> _Task to carry out_
Exactly as written, copy the lines of the data below from the first through the one containing "girl's bare neck".

Collected data
Content starts
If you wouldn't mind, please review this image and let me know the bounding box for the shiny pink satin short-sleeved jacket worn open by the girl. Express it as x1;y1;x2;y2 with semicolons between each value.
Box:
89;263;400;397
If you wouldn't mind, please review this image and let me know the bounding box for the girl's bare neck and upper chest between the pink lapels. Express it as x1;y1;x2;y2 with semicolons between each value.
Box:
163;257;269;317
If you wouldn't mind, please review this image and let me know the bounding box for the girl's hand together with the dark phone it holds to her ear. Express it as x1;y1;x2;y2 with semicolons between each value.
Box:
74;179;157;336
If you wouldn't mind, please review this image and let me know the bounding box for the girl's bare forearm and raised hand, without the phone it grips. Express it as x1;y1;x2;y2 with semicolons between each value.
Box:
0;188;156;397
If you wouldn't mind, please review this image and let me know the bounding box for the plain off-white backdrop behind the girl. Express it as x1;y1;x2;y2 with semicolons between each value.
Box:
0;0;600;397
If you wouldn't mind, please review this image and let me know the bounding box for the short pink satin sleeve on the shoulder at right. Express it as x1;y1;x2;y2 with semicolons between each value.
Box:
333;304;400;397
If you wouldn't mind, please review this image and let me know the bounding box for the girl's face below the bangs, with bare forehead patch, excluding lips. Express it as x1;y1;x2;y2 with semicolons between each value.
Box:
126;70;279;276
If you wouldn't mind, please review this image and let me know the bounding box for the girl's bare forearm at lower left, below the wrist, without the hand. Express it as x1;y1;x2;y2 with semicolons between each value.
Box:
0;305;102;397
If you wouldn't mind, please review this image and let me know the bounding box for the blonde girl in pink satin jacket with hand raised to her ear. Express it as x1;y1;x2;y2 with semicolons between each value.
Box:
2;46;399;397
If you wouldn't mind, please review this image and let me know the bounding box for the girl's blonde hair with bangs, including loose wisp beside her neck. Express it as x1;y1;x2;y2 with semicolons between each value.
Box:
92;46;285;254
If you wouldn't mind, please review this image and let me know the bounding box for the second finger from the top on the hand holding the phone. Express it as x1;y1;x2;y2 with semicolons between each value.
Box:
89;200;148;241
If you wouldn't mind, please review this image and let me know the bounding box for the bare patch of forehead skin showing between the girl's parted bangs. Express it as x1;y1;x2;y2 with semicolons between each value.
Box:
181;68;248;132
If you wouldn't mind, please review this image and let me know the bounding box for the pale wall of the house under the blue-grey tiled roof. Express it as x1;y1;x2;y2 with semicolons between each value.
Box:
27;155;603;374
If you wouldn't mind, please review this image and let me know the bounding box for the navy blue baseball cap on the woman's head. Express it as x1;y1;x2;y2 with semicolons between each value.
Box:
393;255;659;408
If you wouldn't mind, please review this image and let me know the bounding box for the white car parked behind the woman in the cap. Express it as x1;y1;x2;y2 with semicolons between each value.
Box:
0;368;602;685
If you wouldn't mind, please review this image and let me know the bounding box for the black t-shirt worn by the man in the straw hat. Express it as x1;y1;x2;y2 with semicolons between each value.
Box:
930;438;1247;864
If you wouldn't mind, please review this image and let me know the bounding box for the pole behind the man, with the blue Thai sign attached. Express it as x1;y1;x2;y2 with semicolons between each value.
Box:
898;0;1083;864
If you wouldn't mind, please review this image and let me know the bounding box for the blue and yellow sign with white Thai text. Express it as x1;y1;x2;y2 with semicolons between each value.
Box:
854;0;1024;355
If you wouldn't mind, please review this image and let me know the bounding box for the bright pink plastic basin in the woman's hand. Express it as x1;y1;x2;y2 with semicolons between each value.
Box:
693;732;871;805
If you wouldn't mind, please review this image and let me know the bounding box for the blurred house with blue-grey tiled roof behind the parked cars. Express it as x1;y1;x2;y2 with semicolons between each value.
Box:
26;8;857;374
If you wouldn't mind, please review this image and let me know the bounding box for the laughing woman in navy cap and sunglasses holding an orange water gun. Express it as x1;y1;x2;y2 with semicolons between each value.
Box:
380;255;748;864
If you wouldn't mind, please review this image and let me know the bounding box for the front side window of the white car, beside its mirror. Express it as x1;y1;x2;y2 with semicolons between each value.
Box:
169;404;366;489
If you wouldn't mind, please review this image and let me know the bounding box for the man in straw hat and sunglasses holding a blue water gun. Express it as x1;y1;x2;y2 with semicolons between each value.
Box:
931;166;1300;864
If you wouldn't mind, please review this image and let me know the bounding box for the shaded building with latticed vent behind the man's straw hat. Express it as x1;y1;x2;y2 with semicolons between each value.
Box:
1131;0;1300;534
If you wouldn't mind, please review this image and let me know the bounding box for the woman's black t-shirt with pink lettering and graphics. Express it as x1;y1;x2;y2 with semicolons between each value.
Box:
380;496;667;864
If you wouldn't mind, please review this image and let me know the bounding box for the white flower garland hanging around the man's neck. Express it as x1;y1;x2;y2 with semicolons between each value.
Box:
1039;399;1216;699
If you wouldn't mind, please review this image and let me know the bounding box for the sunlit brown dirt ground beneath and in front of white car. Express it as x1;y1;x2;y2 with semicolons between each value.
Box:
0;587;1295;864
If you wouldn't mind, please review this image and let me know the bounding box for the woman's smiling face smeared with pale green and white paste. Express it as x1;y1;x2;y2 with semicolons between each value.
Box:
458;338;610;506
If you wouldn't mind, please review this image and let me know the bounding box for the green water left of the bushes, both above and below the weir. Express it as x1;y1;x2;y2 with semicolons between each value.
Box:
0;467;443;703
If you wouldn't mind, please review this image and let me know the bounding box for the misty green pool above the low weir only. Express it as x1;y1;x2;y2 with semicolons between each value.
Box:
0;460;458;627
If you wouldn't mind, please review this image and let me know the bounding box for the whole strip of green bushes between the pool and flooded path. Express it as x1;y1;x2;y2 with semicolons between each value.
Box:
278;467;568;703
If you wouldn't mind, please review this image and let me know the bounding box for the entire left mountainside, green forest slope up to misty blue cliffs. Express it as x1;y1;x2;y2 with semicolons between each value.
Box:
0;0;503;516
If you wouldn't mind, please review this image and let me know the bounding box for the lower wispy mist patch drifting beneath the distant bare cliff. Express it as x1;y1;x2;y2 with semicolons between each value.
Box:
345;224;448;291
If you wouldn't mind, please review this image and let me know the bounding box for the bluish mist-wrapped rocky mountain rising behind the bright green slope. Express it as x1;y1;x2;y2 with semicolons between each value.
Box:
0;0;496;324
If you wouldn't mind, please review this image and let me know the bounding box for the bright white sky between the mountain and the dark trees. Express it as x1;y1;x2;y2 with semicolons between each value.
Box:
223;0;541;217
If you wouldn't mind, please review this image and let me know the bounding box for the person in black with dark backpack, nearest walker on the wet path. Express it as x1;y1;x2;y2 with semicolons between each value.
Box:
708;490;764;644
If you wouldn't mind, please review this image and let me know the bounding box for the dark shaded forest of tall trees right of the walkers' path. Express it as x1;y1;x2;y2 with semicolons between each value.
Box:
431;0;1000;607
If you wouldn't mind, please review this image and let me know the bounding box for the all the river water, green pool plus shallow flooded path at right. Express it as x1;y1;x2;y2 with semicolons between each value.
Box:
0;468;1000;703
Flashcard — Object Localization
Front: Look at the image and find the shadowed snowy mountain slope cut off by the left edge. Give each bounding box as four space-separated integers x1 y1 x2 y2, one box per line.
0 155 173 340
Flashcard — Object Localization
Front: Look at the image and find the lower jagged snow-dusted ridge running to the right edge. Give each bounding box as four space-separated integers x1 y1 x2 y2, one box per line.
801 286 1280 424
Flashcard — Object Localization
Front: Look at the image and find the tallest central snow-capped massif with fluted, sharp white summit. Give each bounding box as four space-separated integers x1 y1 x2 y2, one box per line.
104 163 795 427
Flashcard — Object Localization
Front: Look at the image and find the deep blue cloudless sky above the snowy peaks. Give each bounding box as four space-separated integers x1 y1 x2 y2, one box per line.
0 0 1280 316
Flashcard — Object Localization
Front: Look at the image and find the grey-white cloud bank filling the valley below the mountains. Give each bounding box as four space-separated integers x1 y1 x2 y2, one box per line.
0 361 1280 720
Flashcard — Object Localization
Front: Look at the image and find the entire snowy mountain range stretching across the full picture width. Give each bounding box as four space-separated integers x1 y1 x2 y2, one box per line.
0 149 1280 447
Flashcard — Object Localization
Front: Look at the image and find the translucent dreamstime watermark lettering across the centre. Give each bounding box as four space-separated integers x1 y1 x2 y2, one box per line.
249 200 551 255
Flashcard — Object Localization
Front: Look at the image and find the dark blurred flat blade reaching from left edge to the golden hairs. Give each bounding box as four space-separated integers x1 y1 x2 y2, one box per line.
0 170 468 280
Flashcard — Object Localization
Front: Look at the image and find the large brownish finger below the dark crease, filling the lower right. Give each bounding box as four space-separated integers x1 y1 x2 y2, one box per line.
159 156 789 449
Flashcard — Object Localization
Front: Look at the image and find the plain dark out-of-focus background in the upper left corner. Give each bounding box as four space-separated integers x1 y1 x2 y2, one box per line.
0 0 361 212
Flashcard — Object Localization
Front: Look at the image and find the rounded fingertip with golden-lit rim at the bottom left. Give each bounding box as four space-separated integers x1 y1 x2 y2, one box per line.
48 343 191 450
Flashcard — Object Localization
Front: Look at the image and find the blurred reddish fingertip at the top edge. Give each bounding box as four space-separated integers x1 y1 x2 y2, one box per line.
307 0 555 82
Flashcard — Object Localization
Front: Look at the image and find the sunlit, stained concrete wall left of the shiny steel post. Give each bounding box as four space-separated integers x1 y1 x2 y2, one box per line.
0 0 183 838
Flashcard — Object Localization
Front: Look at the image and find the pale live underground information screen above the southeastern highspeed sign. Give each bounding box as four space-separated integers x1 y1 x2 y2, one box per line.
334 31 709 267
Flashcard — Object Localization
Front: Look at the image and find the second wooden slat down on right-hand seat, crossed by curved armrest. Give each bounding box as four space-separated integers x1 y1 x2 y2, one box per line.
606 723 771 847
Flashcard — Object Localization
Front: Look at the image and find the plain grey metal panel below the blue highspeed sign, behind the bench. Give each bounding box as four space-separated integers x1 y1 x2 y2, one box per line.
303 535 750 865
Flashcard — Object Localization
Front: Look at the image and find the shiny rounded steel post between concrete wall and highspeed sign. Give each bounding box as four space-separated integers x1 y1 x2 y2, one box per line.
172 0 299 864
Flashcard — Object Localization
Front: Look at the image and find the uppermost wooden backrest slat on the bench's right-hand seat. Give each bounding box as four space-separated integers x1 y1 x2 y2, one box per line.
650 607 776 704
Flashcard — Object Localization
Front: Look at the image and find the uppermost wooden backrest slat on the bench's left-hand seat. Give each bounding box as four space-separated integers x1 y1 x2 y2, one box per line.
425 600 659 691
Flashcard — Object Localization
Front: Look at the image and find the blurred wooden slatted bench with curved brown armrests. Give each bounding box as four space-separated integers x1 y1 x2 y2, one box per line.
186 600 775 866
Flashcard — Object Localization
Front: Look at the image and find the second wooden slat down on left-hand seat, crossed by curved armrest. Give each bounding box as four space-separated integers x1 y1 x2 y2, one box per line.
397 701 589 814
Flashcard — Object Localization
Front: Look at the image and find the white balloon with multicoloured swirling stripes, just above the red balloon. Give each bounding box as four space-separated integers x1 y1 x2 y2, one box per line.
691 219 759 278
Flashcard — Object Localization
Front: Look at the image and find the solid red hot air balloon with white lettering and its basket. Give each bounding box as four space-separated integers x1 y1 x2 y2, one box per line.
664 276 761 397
Content ends
> _Task answer_
If you wouldn't mind, please review this image and let me know the bounding box for the shiny pink satin short-sleeved jacket worn open by the girl. Express it as x1;y1;x2;y2 with semicolons between each value.
Box:
89;263;400;397
If you wouldn't mind, please review this image and let me know the bounding box for the girl's bare neck and upper chest between the pink lapels. Express it as x1;y1;x2;y2 with semicolons between each value.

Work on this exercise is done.